• [Extract provided]
━━━

Note: it's a pleasure to read you again.

From your earlier report, which I think ties usefully to your last post (to which I'm replying):
Then normalcy, boring, it's like where did my practice going, have I lost my mindfulness? Trying hard at this stage will take me backwards, but going with the flow takes me into the polarising extremes of the mini-dark night.


And to follow up on the point you excerpted from Tarin and approximately focusing on these other sentences you wrote (not dismissing the others, just excerpting for some honing in:
Another main front on the battle of my practice is to, relax the mind which is stopping me from developing deeper concentration. It seems to be that, as with a lot of stuff at this stage you can't really force it to happen because a lot of thoughts and formations are at a subtle level, Alan B Wallace's model of concentration talks about subtle excitation, these thoughts really are a lot quieter and hard to catch/interrupt and stop. So I'm working on that resentment and attachment to control, while staying attentive the moment and bare sensation
(...)
Return again, again to who is (this happening to) and, calm and relax, and the breath. If I can' hold the breath be the awareness around the breath. If the thoughts are grasping I can return to the breath or see the feeling/grasping or be the awareness. If the awareness is grasping a self, return to the breath rising falling and calming relaxing. That kind of thing?

So I think here mind -- the mind that exists due to successfully inherited survival-instinct over lots of reproductive cycles --- this mind is naturally still forming heirarchies of conditions, even though where you are (on retreat, say) is basically meeting all needs: safety, food, water, shelter, even social/non-isolation.

But still the mind is looking for "better" (this is what I am saying from my experience, tho, so take with a grain or bucket of salt). Despite all that mind-watching of arising and passing phenomena, and despite all that body-watching of arising and passing phenomena, and despite very open (even blissful) body-mind-space and even boundarylessness, the mind is still hunting for a better.

What the mind can do now, if there is conviction in letting go, is really let go.

How?

Now these next paragraphs is just for 'subtle' meditation (and people who can stomach reading verbosity); if a new meditator is reading, this should not be extrapolated broadly about life in general-- it would seem nuts, nihilistic for someone not in subtle mental terrain in a safe, well place like a decent meditation center:

A mind really has to sit there with all the arising and passing of phenomena and every time there is aggitation, even subtle aggitation for something "better" (and forcing/trying to "accomplish" the meditation is part of trying for some "better"ness to occur -- which is aggitation, which is non-equanimity, which is known to be not satisfying, not peace, not a calm mental condition), and this mind must have convictionbased on all its prior observation of stuff just coming and going, "There is not another activity or place better than this to be. If I go walking in nature, even deeply quiet and calm, the mind will not have anything better there. If I go get an orange to eat, even though I'm not really hungry, the mind will not have anything better there. If I 'go' to trying harder, mind will not have anything better there (in fact tension will augment)." Knowing this, from lots of prior just-sitting, knowing this-- that no place, no action offers "better"-- that just sitting is the let go. Just sit, no tension to do something "better" nor to "try" to make anything happen.

━━━

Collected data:
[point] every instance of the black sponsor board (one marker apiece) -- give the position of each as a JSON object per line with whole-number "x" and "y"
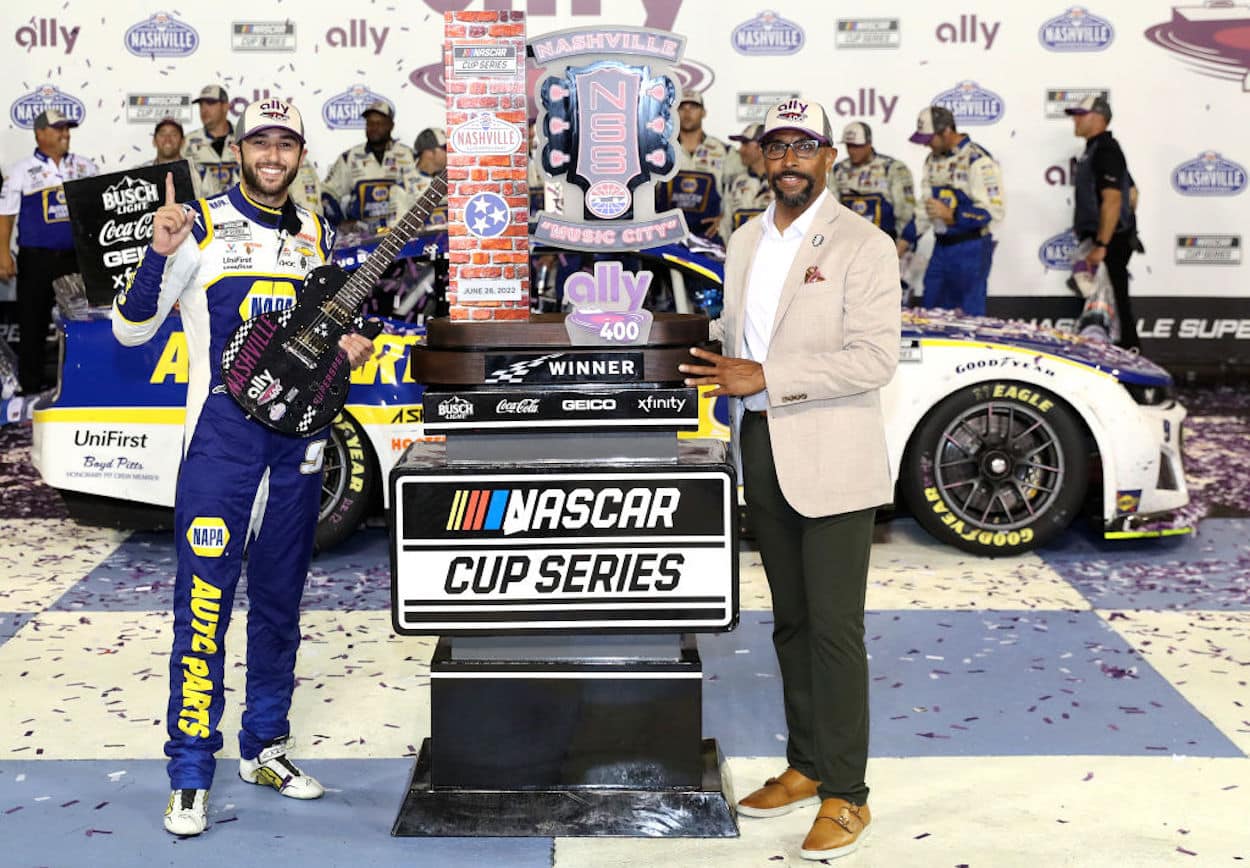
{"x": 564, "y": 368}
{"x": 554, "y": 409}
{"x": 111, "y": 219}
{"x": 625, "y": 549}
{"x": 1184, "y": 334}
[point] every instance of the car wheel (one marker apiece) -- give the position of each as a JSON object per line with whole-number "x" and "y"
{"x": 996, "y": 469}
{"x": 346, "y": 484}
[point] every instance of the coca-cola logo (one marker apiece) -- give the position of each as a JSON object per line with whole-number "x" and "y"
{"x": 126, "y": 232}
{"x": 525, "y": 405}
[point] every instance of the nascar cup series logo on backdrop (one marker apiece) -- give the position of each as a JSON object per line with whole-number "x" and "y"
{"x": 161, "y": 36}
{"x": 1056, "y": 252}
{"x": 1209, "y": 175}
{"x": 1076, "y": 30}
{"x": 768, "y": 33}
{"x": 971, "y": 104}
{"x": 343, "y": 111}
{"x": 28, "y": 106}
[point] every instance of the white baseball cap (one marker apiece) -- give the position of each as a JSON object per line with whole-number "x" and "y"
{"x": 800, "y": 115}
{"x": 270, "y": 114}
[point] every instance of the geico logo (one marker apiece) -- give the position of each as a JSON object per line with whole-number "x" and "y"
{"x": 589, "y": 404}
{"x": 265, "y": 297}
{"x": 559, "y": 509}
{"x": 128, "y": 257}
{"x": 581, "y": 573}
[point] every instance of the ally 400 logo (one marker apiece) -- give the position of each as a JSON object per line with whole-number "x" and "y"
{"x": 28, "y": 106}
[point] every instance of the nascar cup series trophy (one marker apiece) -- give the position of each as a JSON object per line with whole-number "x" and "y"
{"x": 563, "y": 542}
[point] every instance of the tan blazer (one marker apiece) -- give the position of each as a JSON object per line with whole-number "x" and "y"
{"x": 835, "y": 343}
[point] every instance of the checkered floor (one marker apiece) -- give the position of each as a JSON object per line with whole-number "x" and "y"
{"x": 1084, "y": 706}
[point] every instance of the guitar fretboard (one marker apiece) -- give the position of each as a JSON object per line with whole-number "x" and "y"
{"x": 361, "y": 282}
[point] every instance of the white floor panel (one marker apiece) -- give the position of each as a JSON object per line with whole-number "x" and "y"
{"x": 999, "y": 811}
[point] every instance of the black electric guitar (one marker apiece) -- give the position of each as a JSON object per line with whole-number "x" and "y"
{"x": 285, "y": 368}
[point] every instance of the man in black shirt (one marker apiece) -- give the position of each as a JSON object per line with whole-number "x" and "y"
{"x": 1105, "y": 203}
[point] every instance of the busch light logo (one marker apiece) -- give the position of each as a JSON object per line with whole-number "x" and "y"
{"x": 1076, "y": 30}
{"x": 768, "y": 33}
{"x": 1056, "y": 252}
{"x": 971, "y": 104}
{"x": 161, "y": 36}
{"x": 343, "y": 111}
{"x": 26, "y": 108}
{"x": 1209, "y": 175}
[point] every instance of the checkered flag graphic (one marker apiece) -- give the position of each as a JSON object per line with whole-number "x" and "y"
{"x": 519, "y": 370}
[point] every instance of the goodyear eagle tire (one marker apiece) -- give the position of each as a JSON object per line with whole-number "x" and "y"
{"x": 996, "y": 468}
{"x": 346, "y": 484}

━━━

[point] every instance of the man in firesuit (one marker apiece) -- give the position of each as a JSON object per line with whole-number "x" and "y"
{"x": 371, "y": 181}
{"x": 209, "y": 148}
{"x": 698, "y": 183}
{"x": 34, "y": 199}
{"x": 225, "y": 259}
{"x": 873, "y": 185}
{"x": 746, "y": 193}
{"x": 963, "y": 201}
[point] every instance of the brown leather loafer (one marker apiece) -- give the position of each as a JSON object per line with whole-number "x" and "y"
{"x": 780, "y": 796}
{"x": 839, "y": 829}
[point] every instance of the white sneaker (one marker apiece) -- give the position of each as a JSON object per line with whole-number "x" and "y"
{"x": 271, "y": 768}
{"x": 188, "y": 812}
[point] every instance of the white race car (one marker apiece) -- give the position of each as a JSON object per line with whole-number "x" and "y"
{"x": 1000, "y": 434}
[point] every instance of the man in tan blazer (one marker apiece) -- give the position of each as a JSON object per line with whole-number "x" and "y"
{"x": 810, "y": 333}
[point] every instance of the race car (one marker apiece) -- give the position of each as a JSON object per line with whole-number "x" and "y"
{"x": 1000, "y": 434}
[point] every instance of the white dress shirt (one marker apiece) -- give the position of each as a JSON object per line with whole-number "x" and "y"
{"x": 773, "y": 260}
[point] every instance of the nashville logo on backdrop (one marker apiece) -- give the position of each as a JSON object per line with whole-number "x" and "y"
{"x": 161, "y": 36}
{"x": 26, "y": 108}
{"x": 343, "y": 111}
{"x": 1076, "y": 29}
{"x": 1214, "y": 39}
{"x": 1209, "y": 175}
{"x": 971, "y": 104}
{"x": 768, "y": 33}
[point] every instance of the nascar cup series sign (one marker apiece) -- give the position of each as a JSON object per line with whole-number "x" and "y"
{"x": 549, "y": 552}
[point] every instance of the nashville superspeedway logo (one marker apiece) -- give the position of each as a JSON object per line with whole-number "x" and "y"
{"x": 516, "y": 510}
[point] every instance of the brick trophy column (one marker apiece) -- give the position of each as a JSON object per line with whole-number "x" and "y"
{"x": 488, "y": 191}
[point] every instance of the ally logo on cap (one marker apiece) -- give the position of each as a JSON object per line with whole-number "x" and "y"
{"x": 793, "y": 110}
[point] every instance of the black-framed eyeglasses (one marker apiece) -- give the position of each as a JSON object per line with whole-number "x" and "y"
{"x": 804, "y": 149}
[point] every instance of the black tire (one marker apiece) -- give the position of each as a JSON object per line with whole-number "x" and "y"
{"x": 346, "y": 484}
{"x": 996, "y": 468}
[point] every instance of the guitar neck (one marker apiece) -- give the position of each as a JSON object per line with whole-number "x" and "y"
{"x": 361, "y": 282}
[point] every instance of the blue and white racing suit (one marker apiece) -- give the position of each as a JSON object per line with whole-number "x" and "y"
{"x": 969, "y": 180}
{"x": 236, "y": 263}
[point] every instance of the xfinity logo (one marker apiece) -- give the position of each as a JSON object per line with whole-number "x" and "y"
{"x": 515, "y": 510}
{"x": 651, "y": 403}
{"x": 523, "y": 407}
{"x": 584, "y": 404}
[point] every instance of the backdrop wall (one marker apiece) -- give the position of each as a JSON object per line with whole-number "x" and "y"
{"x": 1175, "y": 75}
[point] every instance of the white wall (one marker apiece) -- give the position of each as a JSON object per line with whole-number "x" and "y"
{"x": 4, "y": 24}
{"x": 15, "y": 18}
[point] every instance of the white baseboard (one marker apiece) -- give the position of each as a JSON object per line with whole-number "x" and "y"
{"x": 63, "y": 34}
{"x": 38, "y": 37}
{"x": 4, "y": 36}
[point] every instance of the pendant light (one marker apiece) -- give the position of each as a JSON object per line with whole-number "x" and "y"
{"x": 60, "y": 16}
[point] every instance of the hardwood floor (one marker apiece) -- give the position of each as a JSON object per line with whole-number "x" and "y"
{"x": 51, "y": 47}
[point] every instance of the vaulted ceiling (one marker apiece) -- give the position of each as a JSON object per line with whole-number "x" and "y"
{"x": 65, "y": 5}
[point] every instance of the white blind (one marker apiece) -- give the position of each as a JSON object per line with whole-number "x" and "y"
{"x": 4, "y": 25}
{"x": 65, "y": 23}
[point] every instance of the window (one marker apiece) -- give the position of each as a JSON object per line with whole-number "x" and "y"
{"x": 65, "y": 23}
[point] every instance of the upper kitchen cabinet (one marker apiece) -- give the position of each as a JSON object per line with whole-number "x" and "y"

━━━

• [Goals]
• A. Answer these questions from the meditation post:
(i) Whose model of concentration is said to talk about subtle excitation?
(ii) Who is warned not to extrapolate the paragraphs meant for "subtle" meditation to life in general?
(iii) What fruit does the post name as something one might go get to eat without being hungry?
• B. Find each line of the records that contains the string "ally", and copy those lines.
The records are unrelated to the text.

• [Set of answers]
• A.
(i) Alan B Wallace's.
(ii) A new meditator.
(iii) An orange.

• B.
[point] every instance of the ally 400 logo (one marker apiece) -- give the position of each as a JSON object per line with whole-number "x" and "y"
[point] every instance of the ally logo on cap (one marker apiece) -- give the position of each as a JSON object per line with whole-number "x" and "y"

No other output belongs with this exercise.